TRECHO:
────────────────────────────────────────

A qualidade de vida no trabalho, surgiu para suprir demandas comportamentais e resultados que podem melhorar a produtividade. Não me parece plausível que seja uma criação capaz de solucionar toda a complexidade política da luta de classes entre o empregado e empregador. Vejo como uma medida paliativa, possível de ser aplicada dado a aceitação do detentor do poder. Que no seu interesse íntimo buscará sempre o acúmulo de riquezas, maior produtividade e melhor performance do trabalhador.
Observa-se que a possibilidade de implementação de ações que busque a qualidade de vida no trabalho, vem átona diante ao cenário que atrapalha a produtividade como: funcionários com alto grau de estresse no trabalho, diagnosticados com burnout, ansiedade, crise do pânico dentre outras. Tudo isso resulta em afastamentos, tornando-se uma questão de cuidado a saúde. Resultando, em parte em prejuízos financeiros ao detentor do capital.
Equacionar os interesses das classes, parece-me uma questão muito distante de acontecer em nosso tempo. Trata-se de uma complexidade debatida a aproximadamente cento e cinquenta anos sem uma convergência entre os interessados. A tecnologia surgiu para melhorar, acelerar e escalar a produção. Isso, afastou a subjetividade (leia-se processo criativo na construção de algo) do trabalhador na construção do produto. Percebe-se que tudo é padronizado, exige-se um grau de perfeição, de menor durabilidade para que acabe e construa outro. É a manutenção do ciclo do consumo. A liquidez.

────────────────────────────────────────

DADOS DE ENTRADA:
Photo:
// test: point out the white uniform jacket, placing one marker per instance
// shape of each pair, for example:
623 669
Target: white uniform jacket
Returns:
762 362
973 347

────────────────────────────────────────

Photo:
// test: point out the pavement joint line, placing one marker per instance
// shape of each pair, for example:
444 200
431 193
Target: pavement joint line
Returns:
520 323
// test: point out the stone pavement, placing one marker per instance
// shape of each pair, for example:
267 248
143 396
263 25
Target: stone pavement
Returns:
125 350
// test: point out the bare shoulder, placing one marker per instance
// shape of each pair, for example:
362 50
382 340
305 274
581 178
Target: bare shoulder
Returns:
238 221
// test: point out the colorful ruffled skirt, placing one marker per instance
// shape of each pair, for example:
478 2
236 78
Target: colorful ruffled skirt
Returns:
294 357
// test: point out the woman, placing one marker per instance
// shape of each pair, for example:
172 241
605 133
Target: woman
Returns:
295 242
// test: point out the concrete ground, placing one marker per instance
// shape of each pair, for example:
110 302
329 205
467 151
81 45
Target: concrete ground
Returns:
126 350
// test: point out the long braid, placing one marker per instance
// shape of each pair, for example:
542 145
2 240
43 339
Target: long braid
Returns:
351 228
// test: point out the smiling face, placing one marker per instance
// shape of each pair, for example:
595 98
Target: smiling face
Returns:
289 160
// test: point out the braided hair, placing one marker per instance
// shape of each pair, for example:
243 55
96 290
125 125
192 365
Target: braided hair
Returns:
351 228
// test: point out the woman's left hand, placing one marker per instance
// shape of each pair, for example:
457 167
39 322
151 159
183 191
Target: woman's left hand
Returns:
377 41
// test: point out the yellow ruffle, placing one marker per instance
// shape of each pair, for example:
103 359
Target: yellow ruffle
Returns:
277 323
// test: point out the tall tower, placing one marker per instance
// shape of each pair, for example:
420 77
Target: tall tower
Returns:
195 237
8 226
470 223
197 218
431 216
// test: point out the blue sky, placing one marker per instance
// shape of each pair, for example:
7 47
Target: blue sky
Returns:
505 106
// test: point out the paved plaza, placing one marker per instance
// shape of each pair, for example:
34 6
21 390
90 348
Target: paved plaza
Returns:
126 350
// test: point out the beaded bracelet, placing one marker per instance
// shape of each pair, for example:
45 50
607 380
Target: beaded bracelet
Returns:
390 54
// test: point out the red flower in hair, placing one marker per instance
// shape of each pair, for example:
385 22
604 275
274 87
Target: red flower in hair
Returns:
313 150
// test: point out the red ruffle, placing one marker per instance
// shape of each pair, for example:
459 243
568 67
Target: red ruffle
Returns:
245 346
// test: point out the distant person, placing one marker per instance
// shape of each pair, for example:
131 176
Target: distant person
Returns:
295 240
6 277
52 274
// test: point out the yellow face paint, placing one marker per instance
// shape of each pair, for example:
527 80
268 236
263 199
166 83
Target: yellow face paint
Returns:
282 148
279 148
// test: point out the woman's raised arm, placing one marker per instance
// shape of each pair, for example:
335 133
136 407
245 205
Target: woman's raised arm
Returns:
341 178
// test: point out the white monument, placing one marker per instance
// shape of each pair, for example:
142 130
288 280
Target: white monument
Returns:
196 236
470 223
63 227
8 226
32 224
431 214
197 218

────────────────────────────────────────

O QUE FAZER:
a - Segundo o trecho, há quanto tempo se debate a complexidade que envolve os interesses das classes?
b - Com base no trecho, explique por que ganha espaço a implementação de ações voltadas à qualidade de vida no trabalho.
c - Imprima o trecho de "Observa-se que a" até "detentor do capital.".

RESPOSTAS:
a - Há aproximadamente cento e cinquenta anos.

b - Ela surge diante de um cenário que atrapalha a produtividade: funcionários com alto grau de estresse, diagnosticados com burnout, ansiedade ou crise do pânico. Isso resulta em afastamentos, tornando-se uma questão de cuidado com a saúde e gerando, em parte, prejuízos financeiros ao detentor do capital.

c -
Observa-se que a possibilidade de implementação de ações que busque a qualidade de vida no trabalho, vem átona diante ao cenário que atrapalha a produtividade como: funcionários com alto grau de estresse no trabalho, diagnosticados com burnout, ansiedade, crise do pânico dentre outras. Tudo isso resulta em afastamentos, tornando-se uma questão de cuidado a saúde. Resultando, em parte em prejuízos financeiros ao detentor do capital.